> [Exercise requirements] Reproduce every one of the lines below word for word, changing nothing.

#####

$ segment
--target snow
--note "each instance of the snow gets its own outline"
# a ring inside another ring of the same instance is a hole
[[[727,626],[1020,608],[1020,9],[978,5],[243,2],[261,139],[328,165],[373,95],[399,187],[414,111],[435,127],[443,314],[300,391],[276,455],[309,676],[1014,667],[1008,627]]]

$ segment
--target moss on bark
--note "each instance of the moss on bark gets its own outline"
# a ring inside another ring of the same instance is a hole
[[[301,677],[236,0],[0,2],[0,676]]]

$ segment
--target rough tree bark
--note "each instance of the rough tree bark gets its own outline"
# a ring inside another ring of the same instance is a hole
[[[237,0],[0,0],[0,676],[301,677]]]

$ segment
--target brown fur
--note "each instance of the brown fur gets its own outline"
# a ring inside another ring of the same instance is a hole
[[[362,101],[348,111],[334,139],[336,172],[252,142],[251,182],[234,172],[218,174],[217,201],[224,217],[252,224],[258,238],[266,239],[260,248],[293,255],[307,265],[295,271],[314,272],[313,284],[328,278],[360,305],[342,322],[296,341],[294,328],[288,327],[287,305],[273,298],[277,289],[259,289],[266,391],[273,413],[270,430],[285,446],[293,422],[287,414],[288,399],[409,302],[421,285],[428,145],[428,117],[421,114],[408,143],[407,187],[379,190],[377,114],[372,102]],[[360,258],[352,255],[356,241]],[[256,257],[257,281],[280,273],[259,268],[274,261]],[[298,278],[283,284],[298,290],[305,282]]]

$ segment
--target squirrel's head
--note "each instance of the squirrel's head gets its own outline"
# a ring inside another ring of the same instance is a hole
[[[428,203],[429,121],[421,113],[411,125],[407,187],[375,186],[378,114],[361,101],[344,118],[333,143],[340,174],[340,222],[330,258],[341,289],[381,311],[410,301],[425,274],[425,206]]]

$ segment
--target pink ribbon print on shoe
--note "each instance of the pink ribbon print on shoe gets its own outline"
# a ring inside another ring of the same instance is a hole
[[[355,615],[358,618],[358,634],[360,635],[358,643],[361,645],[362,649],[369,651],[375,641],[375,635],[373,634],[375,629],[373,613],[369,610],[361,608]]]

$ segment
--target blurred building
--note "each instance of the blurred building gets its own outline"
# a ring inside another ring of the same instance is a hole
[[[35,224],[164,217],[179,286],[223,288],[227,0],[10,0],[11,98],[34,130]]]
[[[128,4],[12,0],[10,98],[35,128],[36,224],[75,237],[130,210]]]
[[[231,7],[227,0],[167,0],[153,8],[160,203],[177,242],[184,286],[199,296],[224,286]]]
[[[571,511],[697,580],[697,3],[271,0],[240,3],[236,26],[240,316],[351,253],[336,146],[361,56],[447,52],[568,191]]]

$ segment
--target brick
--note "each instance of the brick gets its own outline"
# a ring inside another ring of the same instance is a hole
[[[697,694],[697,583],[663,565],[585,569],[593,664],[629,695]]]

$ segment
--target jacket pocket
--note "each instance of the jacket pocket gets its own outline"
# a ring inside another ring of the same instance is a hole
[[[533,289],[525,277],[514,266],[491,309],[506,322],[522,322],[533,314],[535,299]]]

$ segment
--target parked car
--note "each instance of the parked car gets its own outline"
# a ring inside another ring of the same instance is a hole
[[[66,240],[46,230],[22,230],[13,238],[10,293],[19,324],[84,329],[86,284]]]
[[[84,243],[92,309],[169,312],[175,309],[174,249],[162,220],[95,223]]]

#####

> [Task response]
$ segment
--target snow
--note "each instance of the snow gets its own outline"
# a ring inside another ring of the same instance is a hole
[[[727,626],[1020,608],[1020,9],[978,5],[243,2],[261,139],[328,165],[373,95],[399,187],[414,111],[435,127],[443,314],[300,391],[276,455],[309,676],[1014,667],[1008,627]]]

$ segment
--target moss on bark
--note "each instance of the moss on bark gets its own outline"
# a ring inside another ring of the same instance is a hole
[[[301,677],[236,0],[0,2],[0,676]]]

$ segment
--target rough tree bark
--note "each instance of the rough tree bark gets its own outline"
# a ring inside another ring of the same instance is a hole
[[[237,0],[0,0],[0,676],[301,677]]]

$ segment
--target brown fur
--note "each instance of the brown fur gets its own outline"
# a ring inside another ring of the same instance is a hole
[[[362,101],[348,111],[334,139],[336,172],[252,142],[251,182],[234,172],[218,174],[217,201],[224,217],[252,224],[258,238],[266,239],[260,248],[293,255],[307,265],[295,271],[314,272],[313,284],[328,278],[360,305],[342,322],[296,341],[294,328],[288,327],[287,305],[273,298],[277,289],[259,289],[266,391],[273,413],[270,430],[285,446],[293,422],[287,414],[288,399],[409,302],[421,285],[428,145],[428,117],[421,114],[408,143],[407,187],[379,190],[377,114],[372,102]],[[360,258],[352,255],[356,241]],[[256,257],[257,281],[280,273],[259,268],[274,261]],[[298,278],[283,284],[298,290],[305,282]]]

$ segment
--target squirrel's head
--note "each instance of the squirrel's head gets its own outline"
# a ring inside another ring of the same instance is a hole
[[[428,203],[429,121],[421,113],[411,125],[407,187],[375,186],[378,114],[361,101],[344,118],[333,143],[340,174],[340,222],[330,258],[341,289],[381,311],[410,301],[425,274],[425,206]]]

$ segment
--target pink ribbon print on shoe
--note "each instance of the pink ribbon print on shoe gets its own outline"
# a ring inside another ring of the same instance is a hole
[[[355,615],[358,618],[358,634],[360,635],[358,643],[361,645],[362,649],[369,651],[375,641],[375,635],[373,634],[375,629],[373,613],[369,610],[361,608]]]

$ segment
--target blurred building
--note "each instance of the blurred building gets its own outline"
# a ring inside another ring of the same instance is a hole
[[[35,224],[164,217],[179,286],[223,288],[227,0],[10,0],[11,98],[34,130]]]
[[[128,4],[12,0],[10,98],[35,128],[36,224],[75,237],[130,210]]]
[[[231,7],[227,0],[167,0],[153,8],[160,203],[177,242],[184,286],[199,296],[224,286]]]
[[[571,511],[697,580],[697,3],[271,0],[240,3],[236,26],[240,316],[351,253],[336,146],[361,56],[447,52],[568,191]]]

$ segment
--target brick
--note "each instance of the brick gets its own outline"
# a ring inside another ring of the same instance is a hole
[[[697,694],[697,583],[663,565],[585,569],[593,664],[629,695]]]

$ segment
--target jacket pocket
--note "each instance of the jacket pocket gets its own outline"
# a ring inside another ring of the same instance is a hole
[[[533,289],[525,277],[514,266],[491,309],[506,322],[522,322],[533,314],[535,299]]]

$ segment
--target parked car
--note "each instance of the parked car gets its own outline"
# a ring inside another ring of the same instance is a hole
[[[66,240],[46,230],[22,230],[13,238],[10,293],[19,324],[84,329],[86,284]]]
[[[84,243],[92,309],[169,312],[175,309],[174,249],[162,220],[95,223]]]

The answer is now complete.